ACTIVITY: Repeat every record exactly, but omit the images.

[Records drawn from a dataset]
========
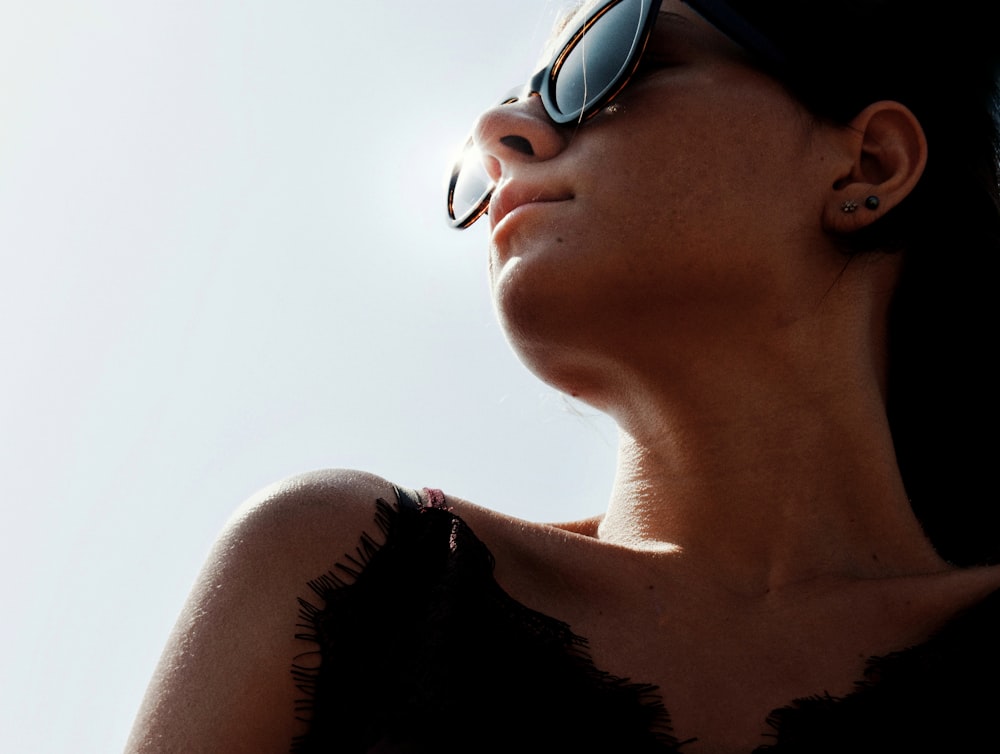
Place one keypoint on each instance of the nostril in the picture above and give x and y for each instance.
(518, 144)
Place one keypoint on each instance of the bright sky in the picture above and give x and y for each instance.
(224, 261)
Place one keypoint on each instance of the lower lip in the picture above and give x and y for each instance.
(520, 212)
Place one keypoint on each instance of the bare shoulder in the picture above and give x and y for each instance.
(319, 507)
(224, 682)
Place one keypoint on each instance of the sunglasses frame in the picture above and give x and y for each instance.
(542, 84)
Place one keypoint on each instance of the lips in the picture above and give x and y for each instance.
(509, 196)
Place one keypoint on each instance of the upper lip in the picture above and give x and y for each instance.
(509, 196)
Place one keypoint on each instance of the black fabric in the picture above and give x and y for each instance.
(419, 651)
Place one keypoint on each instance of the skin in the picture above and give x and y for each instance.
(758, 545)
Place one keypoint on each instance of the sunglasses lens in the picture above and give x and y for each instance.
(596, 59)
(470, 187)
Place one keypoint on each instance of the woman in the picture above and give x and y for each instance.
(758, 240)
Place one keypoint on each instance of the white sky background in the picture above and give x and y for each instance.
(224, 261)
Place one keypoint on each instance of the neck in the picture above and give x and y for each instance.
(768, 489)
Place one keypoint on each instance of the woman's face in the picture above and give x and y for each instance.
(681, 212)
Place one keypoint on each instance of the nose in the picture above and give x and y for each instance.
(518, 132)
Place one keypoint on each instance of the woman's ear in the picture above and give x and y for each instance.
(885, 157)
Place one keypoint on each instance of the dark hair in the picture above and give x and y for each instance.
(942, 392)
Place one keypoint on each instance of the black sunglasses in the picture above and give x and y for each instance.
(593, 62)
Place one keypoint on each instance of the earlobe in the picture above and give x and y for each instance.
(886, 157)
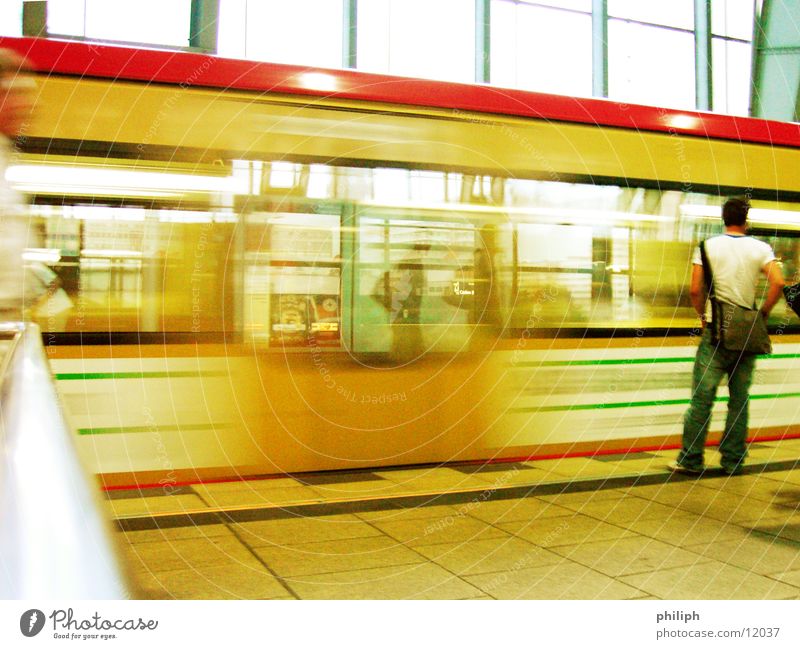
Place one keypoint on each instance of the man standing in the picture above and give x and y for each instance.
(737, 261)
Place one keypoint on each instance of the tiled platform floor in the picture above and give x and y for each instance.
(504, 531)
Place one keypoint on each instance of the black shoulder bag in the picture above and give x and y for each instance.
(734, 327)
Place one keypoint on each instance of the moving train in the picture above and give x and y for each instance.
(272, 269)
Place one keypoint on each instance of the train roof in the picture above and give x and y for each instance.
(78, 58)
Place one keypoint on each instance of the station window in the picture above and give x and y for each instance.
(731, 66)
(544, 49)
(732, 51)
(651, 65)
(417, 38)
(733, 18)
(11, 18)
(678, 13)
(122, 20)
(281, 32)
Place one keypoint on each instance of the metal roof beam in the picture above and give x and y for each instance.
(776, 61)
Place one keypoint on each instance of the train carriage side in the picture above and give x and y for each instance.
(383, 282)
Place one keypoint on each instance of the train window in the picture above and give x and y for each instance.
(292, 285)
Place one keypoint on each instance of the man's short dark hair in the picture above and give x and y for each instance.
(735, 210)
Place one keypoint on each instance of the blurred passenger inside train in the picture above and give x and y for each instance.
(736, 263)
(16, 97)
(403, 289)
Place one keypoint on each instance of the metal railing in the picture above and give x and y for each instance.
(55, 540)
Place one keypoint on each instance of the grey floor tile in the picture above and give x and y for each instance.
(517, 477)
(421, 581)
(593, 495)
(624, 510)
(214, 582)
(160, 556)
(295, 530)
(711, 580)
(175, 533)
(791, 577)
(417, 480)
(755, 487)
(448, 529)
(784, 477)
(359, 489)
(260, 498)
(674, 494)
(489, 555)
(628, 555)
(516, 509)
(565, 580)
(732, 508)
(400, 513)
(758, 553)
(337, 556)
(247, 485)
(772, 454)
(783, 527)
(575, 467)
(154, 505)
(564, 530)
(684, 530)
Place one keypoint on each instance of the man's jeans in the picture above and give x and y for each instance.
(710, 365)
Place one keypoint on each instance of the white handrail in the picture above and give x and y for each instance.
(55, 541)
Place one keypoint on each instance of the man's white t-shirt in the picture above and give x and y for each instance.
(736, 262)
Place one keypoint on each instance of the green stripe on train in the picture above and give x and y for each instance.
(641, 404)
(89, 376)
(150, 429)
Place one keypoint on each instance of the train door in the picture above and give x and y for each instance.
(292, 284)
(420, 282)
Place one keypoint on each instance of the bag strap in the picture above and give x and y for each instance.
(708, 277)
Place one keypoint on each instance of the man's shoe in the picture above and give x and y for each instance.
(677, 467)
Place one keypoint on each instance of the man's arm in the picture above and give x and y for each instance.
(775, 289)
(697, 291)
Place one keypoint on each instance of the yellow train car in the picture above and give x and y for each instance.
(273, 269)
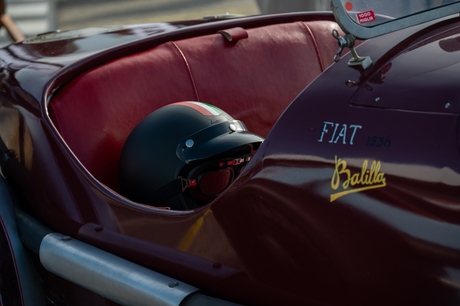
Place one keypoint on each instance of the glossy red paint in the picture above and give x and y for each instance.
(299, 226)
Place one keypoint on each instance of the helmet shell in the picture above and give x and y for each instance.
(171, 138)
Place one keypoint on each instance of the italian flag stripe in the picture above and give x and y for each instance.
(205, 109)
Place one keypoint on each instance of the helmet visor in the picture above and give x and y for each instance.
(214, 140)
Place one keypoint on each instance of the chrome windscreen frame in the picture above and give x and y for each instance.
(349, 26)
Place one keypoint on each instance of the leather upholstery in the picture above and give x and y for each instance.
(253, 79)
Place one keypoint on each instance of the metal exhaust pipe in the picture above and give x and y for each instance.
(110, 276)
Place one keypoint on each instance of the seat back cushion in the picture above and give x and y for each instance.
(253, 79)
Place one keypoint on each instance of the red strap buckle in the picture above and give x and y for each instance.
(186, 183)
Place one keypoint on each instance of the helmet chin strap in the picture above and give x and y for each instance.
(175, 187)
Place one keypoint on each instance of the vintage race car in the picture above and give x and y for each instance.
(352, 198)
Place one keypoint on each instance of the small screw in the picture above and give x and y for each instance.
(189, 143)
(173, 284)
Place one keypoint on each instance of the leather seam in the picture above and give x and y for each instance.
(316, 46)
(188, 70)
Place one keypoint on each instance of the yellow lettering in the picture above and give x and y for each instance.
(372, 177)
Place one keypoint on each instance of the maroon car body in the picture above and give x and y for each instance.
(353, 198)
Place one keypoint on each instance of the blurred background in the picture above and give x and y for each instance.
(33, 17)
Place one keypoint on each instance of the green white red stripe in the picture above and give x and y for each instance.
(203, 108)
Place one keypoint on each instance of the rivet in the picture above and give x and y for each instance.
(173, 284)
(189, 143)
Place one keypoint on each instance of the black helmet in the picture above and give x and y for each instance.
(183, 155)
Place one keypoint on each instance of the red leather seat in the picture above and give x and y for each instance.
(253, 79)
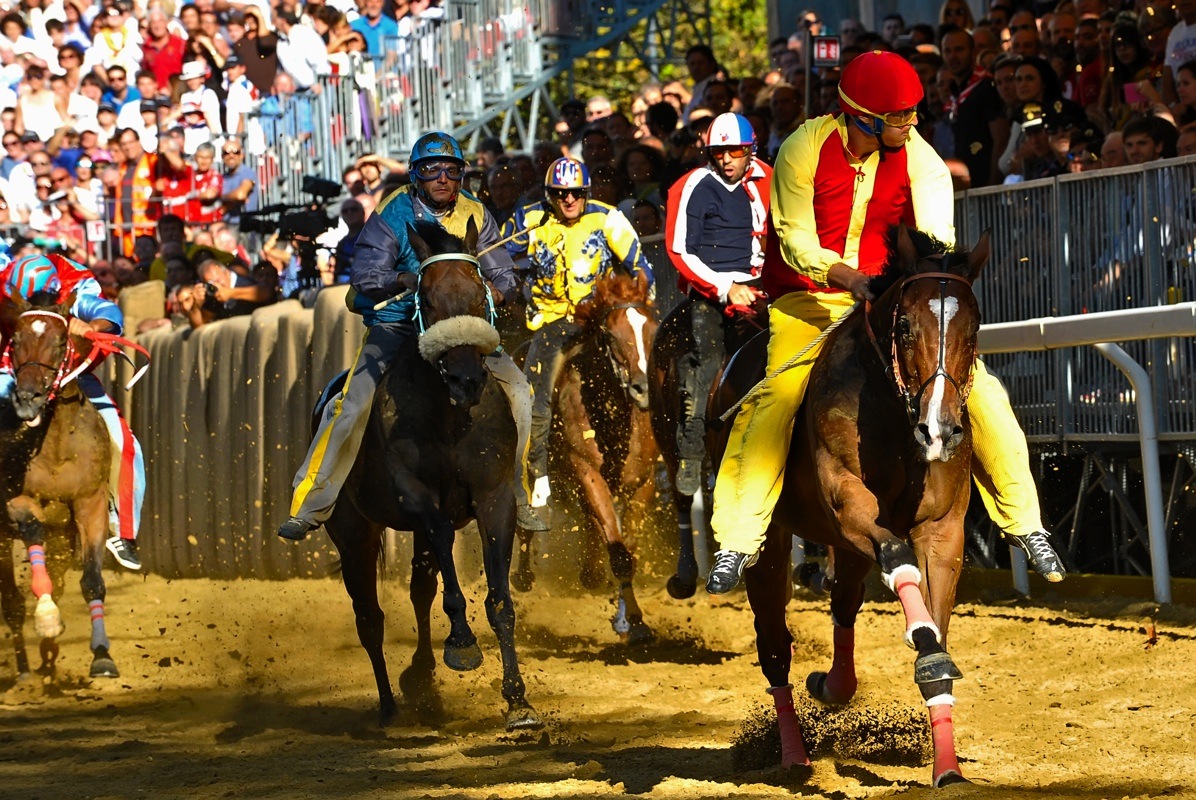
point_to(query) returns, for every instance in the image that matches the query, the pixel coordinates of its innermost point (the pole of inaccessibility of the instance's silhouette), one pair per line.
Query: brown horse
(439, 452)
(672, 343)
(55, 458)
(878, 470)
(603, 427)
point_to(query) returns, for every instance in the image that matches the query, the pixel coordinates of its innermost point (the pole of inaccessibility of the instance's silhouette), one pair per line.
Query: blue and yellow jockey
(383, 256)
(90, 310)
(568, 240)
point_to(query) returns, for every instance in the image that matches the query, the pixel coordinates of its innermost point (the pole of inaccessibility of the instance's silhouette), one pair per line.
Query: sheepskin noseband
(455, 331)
========
EXERCISE ANSWER:
Place one keypoint on each instance of the nostril in the picture above and give x and y for each instance.
(518, 144)
Place one keypoint on each instance of the bright sky in the picture above and give x and y for each instance.
(224, 261)
Place one keypoint on each instance of the lower lip in the picture above and give x and y for each instance.
(520, 212)
Place one keypoint on each instance of the bare shoulder in the picture above and give x and y for each instance.
(319, 507)
(224, 682)
Place one keypoint on each instance of the sunglasses frame in the picture above and give x and y for each instance.
(542, 84)
Place one keypoint on each instance of the lips in the picture above and give x and y for each instance.
(509, 196)
Place one keypoint on each instance of the upper lip in the picture above and give x and y for each instance.
(509, 196)
Place one keypoint on each instance of the black fabric in the picture above and give x and y for each instance.
(419, 651)
Place one keypoint on each instance of the skin in the picture above and give x and y for each instance.
(758, 545)
Place one keypoint on each instance of the sunglasses lens in the picture above and give x and y for each instance.
(596, 59)
(470, 187)
Place one keypoint on each instance of the woman in the picture above and give x and y for each instance.
(758, 240)
Place one keypoint on each instance of the white sky background in the picture above and give x and y for each instance.
(224, 261)
Place one keypoint on each instance of the neck in the picture above and give x and y for each instance.
(768, 489)
Place one keypoint on each instance of the woman's face in the picture above and give x and y for each instance.
(681, 212)
Place one keypoint on each instance of the nose in the picture above and give x and y for each instance.
(518, 132)
Place one keypoint on each instance of the woman's ear in the picture above and give x and y for each instance.
(885, 157)
Place one keypoint on each instance of the dark hair in the picture above and give x and y for each instance.
(942, 392)
Place one keypoint on each instance of the black sunglasses in the picture above and give x and y for each instance.
(593, 62)
Place one keypoint on each instance of the earlobe in the picture above and give x and y for each instance.
(886, 157)
Place one keypoint on each instance of the man standing in the picture above and give x and y for each instance.
(737, 261)
Place one keypoint on each instance of the tiled platform floor in the picture above and give x and y for each instance.
(504, 531)
Place one keypoint on each instance of the black shoulder bag in the picture above and give x and y for each instance.
(734, 327)
Place one keypoint on each instance of the moving train in the picture above and give x and y for each instance.
(272, 269)
Place one keypoint on each instance of the train roof in the picture above and give x and y for each instance.
(78, 58)
Place one keypoint on each instance of the station window in the picture above and give x and y for each instance.
(731, 66)
(544, 49)
(732, 51)
(651, 65)
(417, 38)
(733, 18)
(11, 18)
(678, 13)
(122, 20)
(281, 32)
Place one keypoint on each instance of the metal roof beam in the picture above and give x and y for each instance.
(776, 61)
Place one keypoint on each instance of the train carriage side in the picture above and give x and y for each instance.
(383, 282)
Place one keypoint on each instance of the train window in the picture above and give x and y for each instance.
(292, 285)
Place one keypoint on each instance of the man's short dark hair in the picture above and give x and y for each instance.
(735, 210)
Place one keypoint on each instance of the blurred passenger inside train in the picture above and give x and y for each instance.
(736, 263)
(16, 97)
(403, 289)
Place one keypoint on each instance of the metal railing in the picture above and give x and y for each instance.
(55, 540)
Place one keypoint on each instance of the grey floor tile in the picture above and give x and y for each instance.
(517, 477)
(421, 581)
(593, 495)
(624, 510)
(214, 582)
(160, 556)
(295, 530)
(711, 580)
(175, 533)
(791, 577)
(417, 480)
(755, 487)
(448, 529)
(784, 477)
(359, 489)
(260, 498)
(674, 494)
(489, 555)
(628, 555)
(516, 509)
(565, 580)
(732, 508)
(400, 513)
(758, 553)
(337, 556)
(247, 485)
(772, 454)
(783, 527)
(575, 467)
(154, 505)
(564, 530)
(684, 530)
Place one keypoint on each instance of the man's jeans in the picture above and give x and y for each instance.
(710, 365)
Place one keypoint on each instance of the white handrail in the picture above and give x and y for each instance.
(55, 541)
Place one keypoint on each instance of the man's white t-shirt in the picture above and give x and y for each instance.
(736, 262)
Place one keypoint on each instance of the green stripe on train in the picture above and give x and y for each instance.
(641, 404)
(89, 376)
(150, 429)
Place one keypoint on each instance of the train door in the picture above and give x and y for each instance.
(292, 284)
(420, 282)
Place one keypoint on each instance of the bag strap in the picture above and give x and y for each instance.
(708, 277)
Place one keypoint on each instance of the man's shoe in the picture above and give x and y for each instance.
(677, 467)
Place one keypoint on each instance of the man's arm in the picture above and give x and y for each instance.
(775, 289)
(697, 291)
Place one keypoint on each instance of the yellow train car in the picture above and give x and y for each instance.
(273, 269)
Place one keypoint on each instance of the glossy red paint in the picture above and give x and y for each instance.
(299, 226)
Place one keypoint on each instance of the helmet shell in the picture above and give x and y for each instance.
(171, 138)
Place one keypoint on each instance of the italian flag stripe in the picture above and give x and y for each instance.
(205, 109)
Place one keypoint on each instance of the helmet visor in the picture above and give x and y for each instance.
(214, 140)
Place one keypoint on each instance of the chrome windscreen frame in the picture above and give x and y for each instance.
(349, 26)
Place one keypoint on each instance of the leather upholstery in the picture above and give x and y for each instance.
(253, 79)
Place one keypoint on each instance of the metal exhaust pipe in the picture above and give x and y for each instance.
(110, 276)
Place one keypoint on each instance of the seat back cushion in the picture above and give x and y for each instance.
(253, 79)
Place one keypoint on each instance of the red strap buckle in the picture above and give x and y for each instance.
(186, 183)
Place one keypoint on each instance of the helmet chin strap in the picture above and give x and y for each instance.
(175, 187)
Place one keypoint on each instance of the vintage race car in the picture above and give x and y for each instance.
(352, 198)
Place one keypoint on each instance of the small screw in the picture above and give x and y for each instance.
(189, 143)
(173, 284)
Place one keypoint on each instance of the leather seam in the picture above and give x and y for each instance.
(316, 46)
(188, 70)
Place one keypoint on each instance of the yellow lettering in the picture above and give x and y for each instance.
(372, 177)
Place one keypoint on each instance of the maroon car body in the picture above and give x and y for each instance.
(353, 198)
Place one keypoint on each instance of the blurred background in the picture above and give x and y for each instance.
(33, 17)
Place one keypoint on each instance of the green white red stripe in the picture above and give x and y for each instance.
(203, 108)
Place one keypoint on each instance of the rivet in the picture above and give x and y for each instance.
(173, 284)
(189, 143)
Place one keypoint on each instance of the black helmet in the picture above and give x and y for each instance.
(183, 155)
Place one keypoint on each instance of the red leather seat in the picture above and give x and y for each instance.
(253, 79)
point_to(query) returns, for every instance in the image that matches the query, the pixel coordinates of its innermost point (the pole of inaccessibility of the instance's silhouette), one pair per line.
Query: brown horse
(439, 452)
(672, 343)
(55, 458)
(878, 470)
(603, 427)
point_to(query) returns, for every instance in the image that matches the query, the pixel coordinates of its innermost point (the pole of inaccessibility of the instance's silhouette), one pair per line.
Query: blue and yellow jockey
(383, 256)
(90, 310)
(568, 240)
point_to(query) returns, for every instance in the image that matches the query, the pixel coordinates of its innermost point (the pole of inaccessibility of the instance's silhouette), one pair per line.
Query: sheepskin noseband
(455, 331)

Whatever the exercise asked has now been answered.